→ Problem requirements: Copy the rows below word for word, starting at the line that contains "Task: Where can the canal reflection" and ending at the last of the rows.

→ Input data:

★ ★ ★ ★ ★ ★ ★

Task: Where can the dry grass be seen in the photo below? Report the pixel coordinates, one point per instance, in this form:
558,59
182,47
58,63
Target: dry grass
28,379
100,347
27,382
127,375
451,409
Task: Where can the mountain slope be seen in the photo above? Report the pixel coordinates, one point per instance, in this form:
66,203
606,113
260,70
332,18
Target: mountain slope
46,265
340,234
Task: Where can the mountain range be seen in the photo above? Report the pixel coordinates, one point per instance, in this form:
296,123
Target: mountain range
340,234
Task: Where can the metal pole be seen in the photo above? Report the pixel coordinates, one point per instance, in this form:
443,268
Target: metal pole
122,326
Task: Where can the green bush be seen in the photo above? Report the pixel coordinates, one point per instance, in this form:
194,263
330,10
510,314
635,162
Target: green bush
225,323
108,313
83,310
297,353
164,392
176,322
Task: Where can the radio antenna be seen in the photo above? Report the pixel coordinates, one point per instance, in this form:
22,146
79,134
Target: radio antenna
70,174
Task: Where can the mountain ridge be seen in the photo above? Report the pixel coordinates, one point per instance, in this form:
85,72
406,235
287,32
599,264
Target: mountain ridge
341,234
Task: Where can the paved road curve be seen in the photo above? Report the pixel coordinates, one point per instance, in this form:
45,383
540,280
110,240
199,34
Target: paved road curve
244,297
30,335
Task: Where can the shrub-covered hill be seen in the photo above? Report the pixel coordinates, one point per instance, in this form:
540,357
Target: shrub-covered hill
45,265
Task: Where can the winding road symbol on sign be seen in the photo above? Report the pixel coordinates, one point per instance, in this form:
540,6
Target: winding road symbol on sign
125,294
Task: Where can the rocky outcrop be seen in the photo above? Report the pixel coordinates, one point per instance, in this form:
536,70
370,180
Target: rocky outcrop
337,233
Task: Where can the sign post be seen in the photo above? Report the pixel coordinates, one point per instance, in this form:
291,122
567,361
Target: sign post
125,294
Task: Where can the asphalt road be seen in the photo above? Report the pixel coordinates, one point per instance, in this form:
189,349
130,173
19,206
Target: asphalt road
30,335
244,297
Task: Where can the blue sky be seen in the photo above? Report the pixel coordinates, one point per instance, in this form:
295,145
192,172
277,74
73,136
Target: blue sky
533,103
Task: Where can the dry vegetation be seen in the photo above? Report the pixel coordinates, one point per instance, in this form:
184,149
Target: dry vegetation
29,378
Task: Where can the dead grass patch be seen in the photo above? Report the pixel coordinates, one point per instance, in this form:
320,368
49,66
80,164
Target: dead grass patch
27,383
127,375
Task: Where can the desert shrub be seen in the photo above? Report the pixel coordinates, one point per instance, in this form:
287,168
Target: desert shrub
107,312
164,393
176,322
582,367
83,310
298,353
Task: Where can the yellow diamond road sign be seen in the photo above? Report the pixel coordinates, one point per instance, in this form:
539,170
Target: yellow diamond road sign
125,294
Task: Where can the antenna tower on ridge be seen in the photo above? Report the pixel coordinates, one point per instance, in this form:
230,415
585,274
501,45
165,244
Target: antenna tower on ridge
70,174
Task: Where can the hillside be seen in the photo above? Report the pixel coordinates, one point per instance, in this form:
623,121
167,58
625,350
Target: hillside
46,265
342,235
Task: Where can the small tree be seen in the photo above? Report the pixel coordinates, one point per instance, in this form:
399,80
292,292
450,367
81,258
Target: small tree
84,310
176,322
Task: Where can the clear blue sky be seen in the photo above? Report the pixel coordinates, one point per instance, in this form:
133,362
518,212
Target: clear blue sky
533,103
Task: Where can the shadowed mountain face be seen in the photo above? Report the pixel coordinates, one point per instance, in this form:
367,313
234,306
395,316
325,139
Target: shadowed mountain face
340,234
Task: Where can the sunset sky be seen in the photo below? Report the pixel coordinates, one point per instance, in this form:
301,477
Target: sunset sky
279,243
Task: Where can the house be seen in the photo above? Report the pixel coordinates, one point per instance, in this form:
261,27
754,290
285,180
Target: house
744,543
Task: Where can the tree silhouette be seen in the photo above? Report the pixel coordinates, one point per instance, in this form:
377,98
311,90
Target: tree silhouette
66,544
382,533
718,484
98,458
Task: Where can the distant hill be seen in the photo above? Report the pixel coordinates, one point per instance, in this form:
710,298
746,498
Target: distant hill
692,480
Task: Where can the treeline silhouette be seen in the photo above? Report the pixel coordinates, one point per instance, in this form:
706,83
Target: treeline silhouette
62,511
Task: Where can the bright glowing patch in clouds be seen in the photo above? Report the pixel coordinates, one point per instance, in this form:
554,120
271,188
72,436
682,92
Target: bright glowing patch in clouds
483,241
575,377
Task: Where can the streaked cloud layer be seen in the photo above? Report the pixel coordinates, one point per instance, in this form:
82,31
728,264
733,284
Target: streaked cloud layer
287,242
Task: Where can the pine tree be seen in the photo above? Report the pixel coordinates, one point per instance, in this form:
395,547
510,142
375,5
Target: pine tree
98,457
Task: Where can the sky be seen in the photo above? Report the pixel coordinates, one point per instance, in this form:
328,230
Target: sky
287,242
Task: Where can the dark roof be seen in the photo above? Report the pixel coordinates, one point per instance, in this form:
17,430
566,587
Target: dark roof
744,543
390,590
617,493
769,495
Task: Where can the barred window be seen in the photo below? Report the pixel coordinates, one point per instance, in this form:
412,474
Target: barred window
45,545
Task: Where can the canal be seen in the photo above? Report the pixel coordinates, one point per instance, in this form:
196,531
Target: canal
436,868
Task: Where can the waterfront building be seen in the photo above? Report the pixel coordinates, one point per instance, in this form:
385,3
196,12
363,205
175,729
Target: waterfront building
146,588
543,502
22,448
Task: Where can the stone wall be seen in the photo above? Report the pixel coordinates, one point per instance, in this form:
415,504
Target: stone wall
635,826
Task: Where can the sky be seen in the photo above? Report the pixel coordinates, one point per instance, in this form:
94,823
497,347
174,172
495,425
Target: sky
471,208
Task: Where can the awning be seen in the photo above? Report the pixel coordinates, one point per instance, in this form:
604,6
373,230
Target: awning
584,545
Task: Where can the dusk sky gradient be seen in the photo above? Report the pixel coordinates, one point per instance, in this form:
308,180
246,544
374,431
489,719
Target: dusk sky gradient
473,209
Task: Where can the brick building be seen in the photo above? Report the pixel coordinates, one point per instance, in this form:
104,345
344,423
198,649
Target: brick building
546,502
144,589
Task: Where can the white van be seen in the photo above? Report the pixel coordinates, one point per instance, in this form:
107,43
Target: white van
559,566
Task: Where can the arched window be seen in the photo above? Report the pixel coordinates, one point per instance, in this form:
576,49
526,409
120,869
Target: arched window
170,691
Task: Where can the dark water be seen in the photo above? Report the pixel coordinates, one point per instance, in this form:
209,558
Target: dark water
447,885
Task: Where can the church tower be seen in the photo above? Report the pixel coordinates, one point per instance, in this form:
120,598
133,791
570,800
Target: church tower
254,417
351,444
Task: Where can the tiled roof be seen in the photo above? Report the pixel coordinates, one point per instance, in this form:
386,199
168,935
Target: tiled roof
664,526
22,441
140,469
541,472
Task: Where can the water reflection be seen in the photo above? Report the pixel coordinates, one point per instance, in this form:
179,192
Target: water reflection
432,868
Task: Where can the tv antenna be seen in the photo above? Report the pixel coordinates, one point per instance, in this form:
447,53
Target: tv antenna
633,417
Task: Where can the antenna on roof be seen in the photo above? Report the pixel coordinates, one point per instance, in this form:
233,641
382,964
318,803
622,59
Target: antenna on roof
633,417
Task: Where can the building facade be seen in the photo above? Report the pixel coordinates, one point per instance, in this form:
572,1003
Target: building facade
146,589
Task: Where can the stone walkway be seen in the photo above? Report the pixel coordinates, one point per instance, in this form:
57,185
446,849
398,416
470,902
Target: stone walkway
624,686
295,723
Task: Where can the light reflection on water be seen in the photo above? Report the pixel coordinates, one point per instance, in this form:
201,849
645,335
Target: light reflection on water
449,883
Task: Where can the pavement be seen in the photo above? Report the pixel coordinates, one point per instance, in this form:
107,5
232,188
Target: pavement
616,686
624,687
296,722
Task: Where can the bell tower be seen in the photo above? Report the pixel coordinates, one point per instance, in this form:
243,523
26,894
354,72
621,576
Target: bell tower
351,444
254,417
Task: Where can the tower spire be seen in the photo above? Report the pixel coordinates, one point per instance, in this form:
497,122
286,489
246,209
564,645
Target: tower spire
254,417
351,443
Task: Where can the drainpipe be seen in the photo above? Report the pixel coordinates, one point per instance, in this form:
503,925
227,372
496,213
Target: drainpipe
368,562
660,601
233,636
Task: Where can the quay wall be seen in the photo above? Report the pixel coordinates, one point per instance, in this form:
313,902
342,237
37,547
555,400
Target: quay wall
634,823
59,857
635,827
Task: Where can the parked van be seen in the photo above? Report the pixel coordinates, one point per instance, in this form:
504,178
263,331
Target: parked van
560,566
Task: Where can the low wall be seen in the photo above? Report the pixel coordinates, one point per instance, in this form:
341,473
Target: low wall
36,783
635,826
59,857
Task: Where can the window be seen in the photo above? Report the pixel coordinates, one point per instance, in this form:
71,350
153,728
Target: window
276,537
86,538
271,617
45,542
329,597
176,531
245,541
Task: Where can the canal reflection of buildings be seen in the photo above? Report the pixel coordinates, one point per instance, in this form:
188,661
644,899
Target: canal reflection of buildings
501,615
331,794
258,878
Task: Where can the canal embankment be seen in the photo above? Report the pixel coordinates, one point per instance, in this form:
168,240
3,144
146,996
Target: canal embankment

★ ★ ★ ★ ★ ★ ★

→ Expected answer:
Task: Where can the canal reflection of buildings be seen in the photo above? Report the pixel coordinates, one point per instance, in this form:
188,661
644,899
Target: canal reflection of buildings
501,615
331,794
258,878
Task: Where can the canal embankment be seen in the photo above? Report the pixel coordinates, one point per instance, in this form:
168,240
3,144
146,996
Target: canal embankment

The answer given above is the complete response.